(Data entries)
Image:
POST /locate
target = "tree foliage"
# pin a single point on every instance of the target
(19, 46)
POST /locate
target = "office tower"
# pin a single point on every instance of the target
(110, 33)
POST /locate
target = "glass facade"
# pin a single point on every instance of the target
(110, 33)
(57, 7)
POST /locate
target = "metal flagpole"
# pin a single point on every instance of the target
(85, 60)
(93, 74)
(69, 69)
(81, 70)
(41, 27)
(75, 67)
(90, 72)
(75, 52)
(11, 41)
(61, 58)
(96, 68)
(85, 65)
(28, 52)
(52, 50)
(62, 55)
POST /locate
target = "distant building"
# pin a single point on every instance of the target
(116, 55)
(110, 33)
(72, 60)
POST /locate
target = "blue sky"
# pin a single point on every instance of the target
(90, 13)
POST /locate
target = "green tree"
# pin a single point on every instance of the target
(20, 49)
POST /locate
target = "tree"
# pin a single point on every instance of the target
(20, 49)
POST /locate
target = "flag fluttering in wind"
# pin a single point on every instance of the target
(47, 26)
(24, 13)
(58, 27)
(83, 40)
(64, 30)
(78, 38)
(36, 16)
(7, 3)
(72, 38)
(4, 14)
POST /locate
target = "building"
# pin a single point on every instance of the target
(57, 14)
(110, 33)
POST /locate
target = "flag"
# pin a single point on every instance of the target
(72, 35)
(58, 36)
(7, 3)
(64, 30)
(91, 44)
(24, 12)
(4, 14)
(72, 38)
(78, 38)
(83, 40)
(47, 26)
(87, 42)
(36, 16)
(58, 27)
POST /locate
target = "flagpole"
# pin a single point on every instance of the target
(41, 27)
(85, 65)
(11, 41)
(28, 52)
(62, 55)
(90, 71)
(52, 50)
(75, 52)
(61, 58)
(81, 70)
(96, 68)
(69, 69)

CHALLENGE
Convert every line of the data above into a Markdown table with two columns, Row and Line. Number the rows in order and skip any blank lines.

ANSWER FOR THE TASK
| Row | Line |
|---|---|
| 1 | Image: |
| 2 | POST /locate |
| 3 | target = "tree foliage" |
| 4 | # pin a single point on every instance of the target |
| 5 | (19, 46) |
| 6 | POST /locate |
| 7 | target = "office tower" |
| 8 | # pin a single point on every instance of the target |
| 9 | (110, 33) |
| 10 | POST /locate |
| 11 | target = "glass facade" |
| 12 | # pin a single point on every instance of the target |
| 13 | (110, 33) |
| 14 | (57, 7) |
| 15 | POST /locate |
| 16 | target = "metal flagpole" |
| 17 | # pin a single point on every instance of the target |
| 18 | (85, 60) |
| 19 | (93, 74) |
| 20 | (69, 69) |
| 21 | (81, 70) |
| 22 | (41, 27) |
| 23 | (75, 67) |
| 24 | (90, 72) |
| 25 | (75, 52) |
| 26 | (11, 41) |
| 27 | (61, 58) |
| 28 | (96, 68) |
| 29 | (85, 65) |
| 30 | (28, 52) |
| 31 | (52, 50) |
| 32 | (62, 55) |
| 33 | POST /locate |
| 34 | target = "distant building" |
| 35 | # pin a single point on every instance of the target |
| 36 | (116, 55) |
| 37 | (110, 33) |
| 38 | (72, 60) |
| 39 | POST /locate |
| 40 | target = "blue sky" |
| 41 | # pin a single point on every instance of the target |
| 42 | (90, 13) |
| 43 | POST /locate |
| 44 | target = "green tree" |
| 45 | # pin a single point on every instance of the target |
| 46 | (20, 49) |
| 47 | POST /locate |
| 48 | target = "tree" |
| 49 | # pin a single point on every instance of the target |
| 50 | (20, 49) |
| 51 | POST /locate |
| 52 | target = "flag fluttering in wind" |
| 53 | # pin a single point on every instance of the target |
| 54 | (47, 26) |
| 55 | (24, 13) |
| 56 | (58, 27) |
| 57 | (83, 40) |
| 58 | (64, 30) |
| 59 | (78, 38) |
| 60 | (36, 16) |
| 61 | (7, 3) |
| 62 | (72, 38) |
| 63 | (4, 14) |
| 64 | POST /locate |
| 65 | target = "building" |
| 66 | # pin a single point on every instance of the target |
| 67 | (57, 14) |
| 68 | (110, 33) |
| 69 | POST /locate |
| 70 | target = "flag" |
| 71 | # pin a single point on every instance of the target |
| 72 | (72, 35) |
| 73 | (58, 36) |
| 74 | (7, 3) |
| 75 | (64, 30) |
| 76 | (91, 44) |
| 77 | (24, 12) |
| 78 | (4, 14) |
| 79 | (72, 38) |
| 80 | (78, 38) |
| 81 | (83, 40) |
| 82 | (47, 26) |
| 83 | (87, 42) |
| 84 | (36, 16) |
| 85 | (58, 27) |
| 86 | POST /locate |
| 87 | target = "flagpole" |
| 88 | # pin a single point on every instance of the target |
| 89 | (41, 27) |
| 90 | (85, 65) |
| 91 | (11, 41) |
| 92 | (28, 52) |
| 93 | (62, 55) |
| 94 | (90, 71) |
| 95 | (52, 50) |
| 96 | (75, 52) |
| 97 | (61, 58) |
| 98 | (81, 70) |
| 99 | (96, 68) |
| 100 | (69, 69) |